At a Glance: When looking for a volunteer position, consider the why, who, what, where and when to make sure you’re making a commitment you can feel great about.
Estimated Reading Time: 2 minutes, 43 seconds

It can be hard to stick with something you want to do but don’t think you have time for. Similar to an exercise routine or a cleaning regimen at home, we often start with good intentions but quickly veer off the path. The same is true when it comes to giving back.

Avoid the start-stop cycle with these five simple steps to choose the right volunteer opportunity for you:


People volunteer for all different kinds of reasons — to get to know their community, to have an impact, to gain new skills, to help the environment, guilt, as therapy, for religious reasons. Whatever your motivation, identifying ‘why’ you want to volunteer is a critical step. Write it down in your planner or on your phone to remind yourself what got you started down this path in the first place.


Do you want to volunteer alone? With your family or a few friends? Should you give back to your community alongside your neighbors or co-workers? Deciding the ‘who’ may not seem important, but it can make or break your experience. So choose wisely. And don’t be afraid to change course if the group isn’t working for you.


This is the toughest step for most people. There are so many ways to give back that it can be hard to pick a volunteer opportunity that fits your life and goals. Start by writing down a few broad categories you’re passionate about, such as helping animals, feeding the homeless, enhancing your neighborhood or working with senior citizens. From there, drill down into more specific activities you could do to support those causes: walking dogs at a local animal shelter, delivering meals to elderly people who are homebound or picking up trash at your neighborhood park. The more specific you can be, the better. The best way to volunteer is to match your passions and personality.

Your task: Continue the article on choosing the right volunteer opportunity, picking up right after its last sentence.

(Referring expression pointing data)
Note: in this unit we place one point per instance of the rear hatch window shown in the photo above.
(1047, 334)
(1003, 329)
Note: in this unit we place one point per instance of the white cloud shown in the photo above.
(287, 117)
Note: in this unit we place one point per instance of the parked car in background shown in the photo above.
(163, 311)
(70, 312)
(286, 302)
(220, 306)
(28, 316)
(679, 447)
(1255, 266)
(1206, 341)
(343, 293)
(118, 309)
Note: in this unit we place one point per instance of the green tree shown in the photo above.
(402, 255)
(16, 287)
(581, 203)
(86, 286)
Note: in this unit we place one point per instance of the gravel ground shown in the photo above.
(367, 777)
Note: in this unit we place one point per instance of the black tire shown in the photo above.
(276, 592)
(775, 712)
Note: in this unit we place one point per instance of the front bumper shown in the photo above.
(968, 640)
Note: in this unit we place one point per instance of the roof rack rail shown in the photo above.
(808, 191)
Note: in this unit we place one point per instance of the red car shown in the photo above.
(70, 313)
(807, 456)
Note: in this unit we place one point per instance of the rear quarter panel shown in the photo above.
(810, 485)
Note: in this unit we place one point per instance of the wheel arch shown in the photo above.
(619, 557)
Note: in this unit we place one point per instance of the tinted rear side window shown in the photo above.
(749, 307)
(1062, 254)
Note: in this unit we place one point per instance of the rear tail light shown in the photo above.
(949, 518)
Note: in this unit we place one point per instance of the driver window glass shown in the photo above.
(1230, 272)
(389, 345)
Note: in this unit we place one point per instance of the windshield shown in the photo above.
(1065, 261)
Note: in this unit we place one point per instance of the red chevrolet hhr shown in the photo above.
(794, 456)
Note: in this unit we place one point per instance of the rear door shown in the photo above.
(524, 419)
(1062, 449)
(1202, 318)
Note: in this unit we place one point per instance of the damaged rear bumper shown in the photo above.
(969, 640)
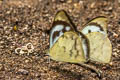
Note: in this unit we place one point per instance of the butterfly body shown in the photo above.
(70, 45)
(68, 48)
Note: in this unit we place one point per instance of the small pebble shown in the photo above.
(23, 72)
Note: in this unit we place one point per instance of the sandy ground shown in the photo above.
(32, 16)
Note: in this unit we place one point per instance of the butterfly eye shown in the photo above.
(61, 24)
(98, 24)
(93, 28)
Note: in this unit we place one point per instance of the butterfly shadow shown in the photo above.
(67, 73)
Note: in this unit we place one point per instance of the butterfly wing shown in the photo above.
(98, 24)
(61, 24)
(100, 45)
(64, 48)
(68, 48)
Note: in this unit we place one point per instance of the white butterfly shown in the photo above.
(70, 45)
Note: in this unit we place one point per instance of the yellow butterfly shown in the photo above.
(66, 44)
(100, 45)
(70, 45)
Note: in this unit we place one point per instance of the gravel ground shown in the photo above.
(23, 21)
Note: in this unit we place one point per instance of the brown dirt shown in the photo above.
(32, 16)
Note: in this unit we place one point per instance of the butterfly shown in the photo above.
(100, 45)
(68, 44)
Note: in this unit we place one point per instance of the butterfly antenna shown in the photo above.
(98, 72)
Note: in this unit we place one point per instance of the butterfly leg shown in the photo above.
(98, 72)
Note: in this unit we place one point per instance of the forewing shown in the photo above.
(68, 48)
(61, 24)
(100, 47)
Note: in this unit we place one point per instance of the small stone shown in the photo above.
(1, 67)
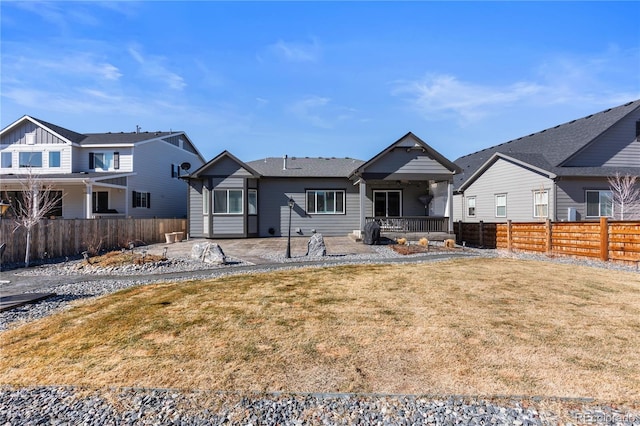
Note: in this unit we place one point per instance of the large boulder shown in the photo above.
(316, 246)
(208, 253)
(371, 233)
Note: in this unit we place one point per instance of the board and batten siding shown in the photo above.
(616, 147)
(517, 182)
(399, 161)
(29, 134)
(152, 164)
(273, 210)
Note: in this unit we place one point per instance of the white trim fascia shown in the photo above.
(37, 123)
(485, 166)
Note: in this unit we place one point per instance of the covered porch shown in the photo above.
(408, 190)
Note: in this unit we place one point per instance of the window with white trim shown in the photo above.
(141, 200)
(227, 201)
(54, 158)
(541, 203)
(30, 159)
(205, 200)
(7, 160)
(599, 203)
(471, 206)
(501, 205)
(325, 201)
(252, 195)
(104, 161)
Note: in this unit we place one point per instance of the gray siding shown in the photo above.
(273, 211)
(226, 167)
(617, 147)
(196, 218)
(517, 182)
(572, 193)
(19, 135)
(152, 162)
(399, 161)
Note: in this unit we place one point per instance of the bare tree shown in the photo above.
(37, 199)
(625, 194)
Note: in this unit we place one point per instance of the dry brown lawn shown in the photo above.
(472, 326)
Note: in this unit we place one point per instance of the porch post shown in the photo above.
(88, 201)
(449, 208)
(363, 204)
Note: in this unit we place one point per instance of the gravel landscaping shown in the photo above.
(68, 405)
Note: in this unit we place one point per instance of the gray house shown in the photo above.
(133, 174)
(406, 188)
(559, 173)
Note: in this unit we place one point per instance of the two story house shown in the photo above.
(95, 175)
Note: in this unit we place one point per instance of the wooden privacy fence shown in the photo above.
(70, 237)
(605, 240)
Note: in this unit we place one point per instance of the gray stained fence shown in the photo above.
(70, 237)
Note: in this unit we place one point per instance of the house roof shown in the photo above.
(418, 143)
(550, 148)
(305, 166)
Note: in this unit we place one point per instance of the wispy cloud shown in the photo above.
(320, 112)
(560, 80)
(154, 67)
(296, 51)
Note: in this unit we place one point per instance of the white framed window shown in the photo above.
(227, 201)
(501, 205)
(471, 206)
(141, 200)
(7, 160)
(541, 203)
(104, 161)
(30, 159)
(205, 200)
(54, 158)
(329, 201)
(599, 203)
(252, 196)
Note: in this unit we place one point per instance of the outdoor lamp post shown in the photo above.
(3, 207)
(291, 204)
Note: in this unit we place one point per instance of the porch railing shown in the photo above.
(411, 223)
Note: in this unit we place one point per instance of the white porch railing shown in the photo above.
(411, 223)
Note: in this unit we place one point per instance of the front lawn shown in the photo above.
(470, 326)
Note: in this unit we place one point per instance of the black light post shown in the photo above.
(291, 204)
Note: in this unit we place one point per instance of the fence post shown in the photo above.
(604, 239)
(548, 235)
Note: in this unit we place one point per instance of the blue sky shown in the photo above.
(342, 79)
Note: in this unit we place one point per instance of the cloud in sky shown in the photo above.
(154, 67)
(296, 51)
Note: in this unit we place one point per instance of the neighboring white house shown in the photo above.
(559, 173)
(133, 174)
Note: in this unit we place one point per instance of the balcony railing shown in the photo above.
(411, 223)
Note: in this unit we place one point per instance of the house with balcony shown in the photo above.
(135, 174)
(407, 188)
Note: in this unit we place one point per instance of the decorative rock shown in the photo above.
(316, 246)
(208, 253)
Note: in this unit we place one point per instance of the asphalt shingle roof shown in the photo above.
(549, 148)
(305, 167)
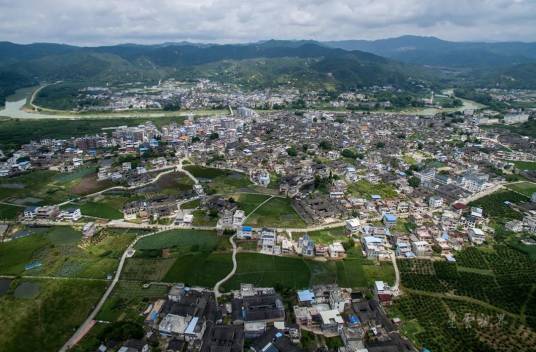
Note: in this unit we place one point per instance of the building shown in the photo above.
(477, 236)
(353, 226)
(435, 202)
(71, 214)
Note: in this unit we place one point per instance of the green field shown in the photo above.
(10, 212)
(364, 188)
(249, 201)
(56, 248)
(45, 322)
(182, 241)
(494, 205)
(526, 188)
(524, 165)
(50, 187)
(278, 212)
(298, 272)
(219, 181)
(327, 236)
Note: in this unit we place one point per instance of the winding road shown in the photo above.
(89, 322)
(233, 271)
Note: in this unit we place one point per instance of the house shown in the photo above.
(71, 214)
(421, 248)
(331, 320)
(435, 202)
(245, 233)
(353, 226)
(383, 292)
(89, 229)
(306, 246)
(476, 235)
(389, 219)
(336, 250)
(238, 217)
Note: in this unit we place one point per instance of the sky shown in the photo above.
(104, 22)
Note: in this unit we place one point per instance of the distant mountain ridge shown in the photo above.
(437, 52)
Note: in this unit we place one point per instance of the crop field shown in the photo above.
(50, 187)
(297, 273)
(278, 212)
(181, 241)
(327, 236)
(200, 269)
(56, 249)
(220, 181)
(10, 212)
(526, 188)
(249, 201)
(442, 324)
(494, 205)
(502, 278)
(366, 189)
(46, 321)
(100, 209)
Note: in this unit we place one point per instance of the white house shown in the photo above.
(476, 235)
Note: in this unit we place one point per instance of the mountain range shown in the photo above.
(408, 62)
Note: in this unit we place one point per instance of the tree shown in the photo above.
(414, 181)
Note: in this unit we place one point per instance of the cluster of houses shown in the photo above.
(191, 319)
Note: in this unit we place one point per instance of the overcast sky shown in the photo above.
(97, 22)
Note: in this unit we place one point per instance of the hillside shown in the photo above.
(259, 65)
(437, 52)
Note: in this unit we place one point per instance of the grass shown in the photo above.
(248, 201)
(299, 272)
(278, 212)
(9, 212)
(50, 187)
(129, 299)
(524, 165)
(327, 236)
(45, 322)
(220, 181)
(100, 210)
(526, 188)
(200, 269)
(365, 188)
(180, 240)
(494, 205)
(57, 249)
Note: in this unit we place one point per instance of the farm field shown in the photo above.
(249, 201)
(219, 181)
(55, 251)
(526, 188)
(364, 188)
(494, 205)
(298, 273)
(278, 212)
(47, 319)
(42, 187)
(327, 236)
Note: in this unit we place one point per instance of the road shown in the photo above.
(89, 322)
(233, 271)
---
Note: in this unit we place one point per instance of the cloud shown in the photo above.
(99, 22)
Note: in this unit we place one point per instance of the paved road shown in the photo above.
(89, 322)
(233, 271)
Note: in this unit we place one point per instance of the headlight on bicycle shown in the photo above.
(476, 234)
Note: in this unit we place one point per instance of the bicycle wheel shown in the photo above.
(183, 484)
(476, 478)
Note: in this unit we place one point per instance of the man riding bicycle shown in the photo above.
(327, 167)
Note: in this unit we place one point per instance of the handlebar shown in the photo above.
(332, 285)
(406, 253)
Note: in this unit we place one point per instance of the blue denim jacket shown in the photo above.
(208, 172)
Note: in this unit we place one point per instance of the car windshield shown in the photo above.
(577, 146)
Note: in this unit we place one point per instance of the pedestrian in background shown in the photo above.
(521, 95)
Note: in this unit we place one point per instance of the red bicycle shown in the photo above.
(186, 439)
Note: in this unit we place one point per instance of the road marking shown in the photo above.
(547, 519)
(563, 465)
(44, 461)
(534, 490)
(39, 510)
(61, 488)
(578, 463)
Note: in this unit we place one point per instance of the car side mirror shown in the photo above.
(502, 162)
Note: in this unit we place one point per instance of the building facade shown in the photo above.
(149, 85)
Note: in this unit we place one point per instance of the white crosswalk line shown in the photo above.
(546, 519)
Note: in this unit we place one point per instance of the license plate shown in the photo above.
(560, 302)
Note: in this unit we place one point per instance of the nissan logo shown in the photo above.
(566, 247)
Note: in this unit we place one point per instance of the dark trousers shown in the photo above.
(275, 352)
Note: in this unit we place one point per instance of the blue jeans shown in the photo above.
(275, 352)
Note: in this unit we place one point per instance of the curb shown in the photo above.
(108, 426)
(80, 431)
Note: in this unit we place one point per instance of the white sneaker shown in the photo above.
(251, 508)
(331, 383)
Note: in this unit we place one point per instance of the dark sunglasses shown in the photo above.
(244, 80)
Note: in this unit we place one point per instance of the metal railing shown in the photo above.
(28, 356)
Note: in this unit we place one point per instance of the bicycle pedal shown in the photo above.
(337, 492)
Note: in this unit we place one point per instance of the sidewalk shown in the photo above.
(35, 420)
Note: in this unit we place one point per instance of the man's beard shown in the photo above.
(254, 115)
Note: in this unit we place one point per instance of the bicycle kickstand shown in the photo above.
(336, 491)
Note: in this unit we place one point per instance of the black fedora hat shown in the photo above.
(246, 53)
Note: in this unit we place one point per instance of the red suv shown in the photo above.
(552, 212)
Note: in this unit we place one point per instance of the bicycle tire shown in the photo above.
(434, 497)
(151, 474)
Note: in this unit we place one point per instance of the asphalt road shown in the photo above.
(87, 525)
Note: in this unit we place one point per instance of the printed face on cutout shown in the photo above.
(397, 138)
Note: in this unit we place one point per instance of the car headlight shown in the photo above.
---
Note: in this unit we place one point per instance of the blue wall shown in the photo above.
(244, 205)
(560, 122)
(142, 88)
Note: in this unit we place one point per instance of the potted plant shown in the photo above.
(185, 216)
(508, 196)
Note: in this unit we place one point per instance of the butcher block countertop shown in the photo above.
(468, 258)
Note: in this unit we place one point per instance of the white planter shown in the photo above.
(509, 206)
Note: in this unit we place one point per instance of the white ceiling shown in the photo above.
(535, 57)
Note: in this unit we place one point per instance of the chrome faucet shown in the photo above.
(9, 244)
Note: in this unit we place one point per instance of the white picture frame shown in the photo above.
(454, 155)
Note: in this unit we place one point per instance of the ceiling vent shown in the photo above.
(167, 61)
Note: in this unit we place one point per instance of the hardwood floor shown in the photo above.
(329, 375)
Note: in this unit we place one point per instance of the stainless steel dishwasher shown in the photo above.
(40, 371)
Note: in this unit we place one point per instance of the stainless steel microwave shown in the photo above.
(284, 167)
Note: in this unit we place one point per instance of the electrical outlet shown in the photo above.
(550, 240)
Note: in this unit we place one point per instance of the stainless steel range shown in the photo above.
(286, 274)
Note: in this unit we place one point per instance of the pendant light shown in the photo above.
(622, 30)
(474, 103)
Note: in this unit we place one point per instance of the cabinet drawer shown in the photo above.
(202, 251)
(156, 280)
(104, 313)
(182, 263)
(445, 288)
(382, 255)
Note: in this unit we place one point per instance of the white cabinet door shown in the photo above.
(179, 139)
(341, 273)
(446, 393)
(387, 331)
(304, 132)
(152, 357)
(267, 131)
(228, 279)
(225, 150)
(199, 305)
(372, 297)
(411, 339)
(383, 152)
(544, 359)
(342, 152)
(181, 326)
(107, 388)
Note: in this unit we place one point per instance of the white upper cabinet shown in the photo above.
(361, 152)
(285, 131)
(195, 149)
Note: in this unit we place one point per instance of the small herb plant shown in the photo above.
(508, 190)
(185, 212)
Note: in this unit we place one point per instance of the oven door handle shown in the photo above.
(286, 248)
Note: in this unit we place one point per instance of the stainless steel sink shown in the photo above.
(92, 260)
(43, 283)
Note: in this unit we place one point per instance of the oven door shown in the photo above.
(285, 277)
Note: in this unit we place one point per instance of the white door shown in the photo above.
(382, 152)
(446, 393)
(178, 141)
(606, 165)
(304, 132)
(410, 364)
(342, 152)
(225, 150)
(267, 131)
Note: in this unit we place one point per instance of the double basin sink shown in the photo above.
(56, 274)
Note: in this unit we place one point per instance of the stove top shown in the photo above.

Expected answer:
Now that you have a better idea of the ‘what,’ it’s time to get detailed about the ‘where’. Get recommendations from friends or neighbors about organizations they love. Visit one of the many volunteer matching websites available for both local and national charities. Research an organization you’re interested in and follow their application guidelines.

If you have kids at home or don’t have access to easy transportation, explore the many ways you can volunteer from your home, such as making fundraising phone calls for a local homeless shelter or writing educational materials about bee-friendly gardening. Pick an organization and a location that works best for you.


Efficiency is good in life and work. So it makes sense that being an efficient volunteer is a winning proposition. Be very honest with yourself about how much time you can dedicate to volunteering. Start small — both in project size and time commitment, for example, shoveling snow for an elderly neighbor — then work your way up. Think about the days and times during the week that work best you, and make sure the volunteer opportunities you pursue align with that timing.

As with a job or a personal endeavor, it’s most important to do your research, honor your commitments, be professional and respectful, and bring compassion and flexibility to your volunteerism. Think about what’s best for others and the organization you’re working with, and the rest will fall into place.